**GOAL**
From the lines below, pick out each one that contains the word "wild", and copy those lines.
* begin DATASET RECORDS *
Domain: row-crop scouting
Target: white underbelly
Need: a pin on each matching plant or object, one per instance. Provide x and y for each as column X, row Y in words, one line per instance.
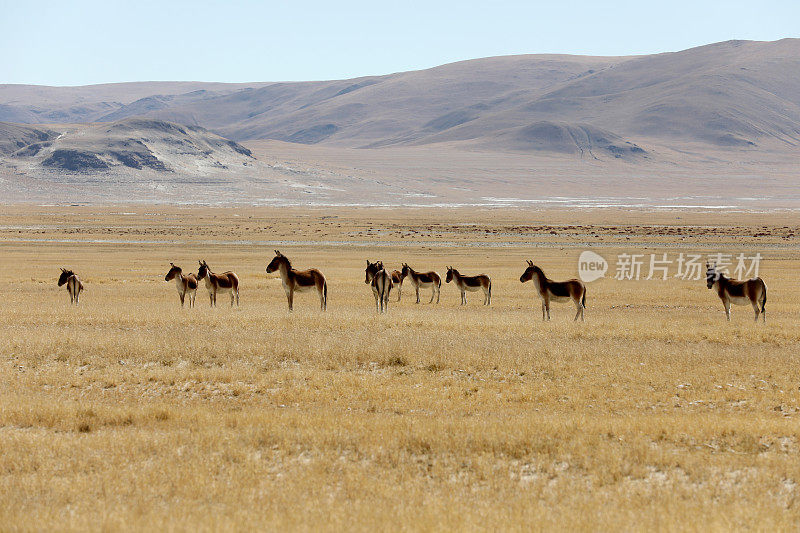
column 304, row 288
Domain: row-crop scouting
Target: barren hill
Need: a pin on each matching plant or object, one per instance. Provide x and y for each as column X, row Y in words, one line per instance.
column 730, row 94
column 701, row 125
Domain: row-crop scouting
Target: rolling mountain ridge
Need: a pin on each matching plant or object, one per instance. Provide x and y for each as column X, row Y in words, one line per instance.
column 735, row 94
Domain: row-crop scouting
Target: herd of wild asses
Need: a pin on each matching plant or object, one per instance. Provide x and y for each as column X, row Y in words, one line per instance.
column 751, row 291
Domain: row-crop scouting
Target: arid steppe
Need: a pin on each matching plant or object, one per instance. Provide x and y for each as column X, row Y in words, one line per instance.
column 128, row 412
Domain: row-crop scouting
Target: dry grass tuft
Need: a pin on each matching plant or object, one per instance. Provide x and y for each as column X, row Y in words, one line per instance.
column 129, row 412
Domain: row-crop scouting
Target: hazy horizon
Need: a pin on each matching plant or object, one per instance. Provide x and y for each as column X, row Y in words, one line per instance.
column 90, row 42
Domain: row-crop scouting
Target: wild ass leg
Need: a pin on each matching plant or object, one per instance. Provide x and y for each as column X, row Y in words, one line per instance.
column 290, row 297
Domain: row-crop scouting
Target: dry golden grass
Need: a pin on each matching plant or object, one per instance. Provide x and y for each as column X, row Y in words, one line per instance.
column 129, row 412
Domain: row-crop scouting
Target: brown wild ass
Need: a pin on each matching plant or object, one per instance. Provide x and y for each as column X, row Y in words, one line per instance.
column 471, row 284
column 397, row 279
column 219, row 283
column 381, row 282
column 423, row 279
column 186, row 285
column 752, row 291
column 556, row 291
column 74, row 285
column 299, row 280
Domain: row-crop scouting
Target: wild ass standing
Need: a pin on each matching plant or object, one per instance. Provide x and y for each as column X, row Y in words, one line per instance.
* end DATASET RECORDS *
* begin DATASET RECORDS *
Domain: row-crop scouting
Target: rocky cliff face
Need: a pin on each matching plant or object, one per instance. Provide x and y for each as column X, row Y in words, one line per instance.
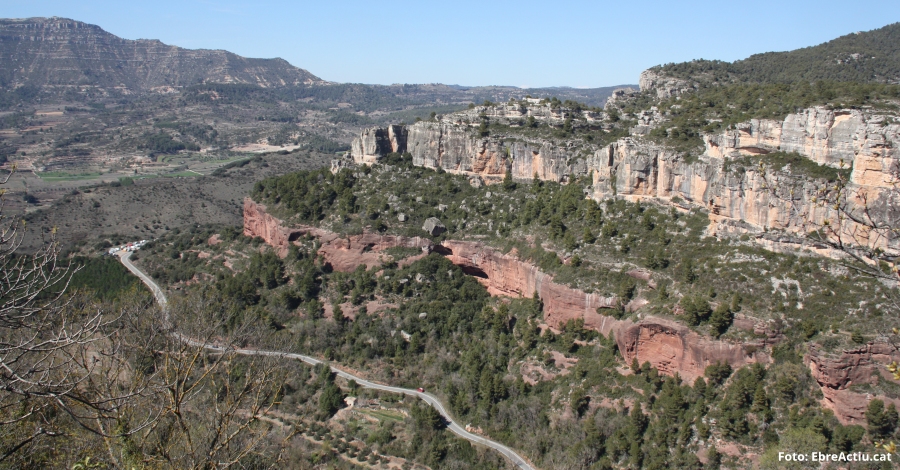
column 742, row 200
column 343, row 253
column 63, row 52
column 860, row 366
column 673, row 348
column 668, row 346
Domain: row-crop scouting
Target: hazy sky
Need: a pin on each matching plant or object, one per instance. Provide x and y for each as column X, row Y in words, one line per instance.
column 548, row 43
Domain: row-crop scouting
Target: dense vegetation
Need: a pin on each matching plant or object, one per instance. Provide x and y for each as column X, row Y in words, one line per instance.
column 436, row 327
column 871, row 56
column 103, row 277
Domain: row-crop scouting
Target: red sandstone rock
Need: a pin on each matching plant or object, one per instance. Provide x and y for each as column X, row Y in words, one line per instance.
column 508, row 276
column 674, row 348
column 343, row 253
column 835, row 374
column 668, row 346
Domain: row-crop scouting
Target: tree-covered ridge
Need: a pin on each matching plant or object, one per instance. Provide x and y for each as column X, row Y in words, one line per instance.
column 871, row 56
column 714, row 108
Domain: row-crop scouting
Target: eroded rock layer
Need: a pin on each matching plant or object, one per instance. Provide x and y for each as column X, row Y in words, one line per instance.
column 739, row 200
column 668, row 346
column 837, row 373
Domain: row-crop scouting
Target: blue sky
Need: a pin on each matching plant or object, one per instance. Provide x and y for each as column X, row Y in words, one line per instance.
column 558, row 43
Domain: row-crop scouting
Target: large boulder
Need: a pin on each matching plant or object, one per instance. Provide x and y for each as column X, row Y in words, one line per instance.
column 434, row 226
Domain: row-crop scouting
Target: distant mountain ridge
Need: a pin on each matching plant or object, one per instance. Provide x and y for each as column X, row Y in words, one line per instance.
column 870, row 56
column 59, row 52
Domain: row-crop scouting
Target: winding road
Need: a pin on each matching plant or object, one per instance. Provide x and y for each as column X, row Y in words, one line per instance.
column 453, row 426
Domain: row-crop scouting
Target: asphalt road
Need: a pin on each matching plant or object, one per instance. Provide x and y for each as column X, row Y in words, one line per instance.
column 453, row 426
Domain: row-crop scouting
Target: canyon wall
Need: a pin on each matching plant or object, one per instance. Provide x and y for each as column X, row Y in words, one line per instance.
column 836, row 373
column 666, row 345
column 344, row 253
* end DATASET RECORDS *
**EXERCISE SOLUTION**
Target: herd of wild asses
Target: wild ass leg
Target: brown wild ass
Target: wild ass standing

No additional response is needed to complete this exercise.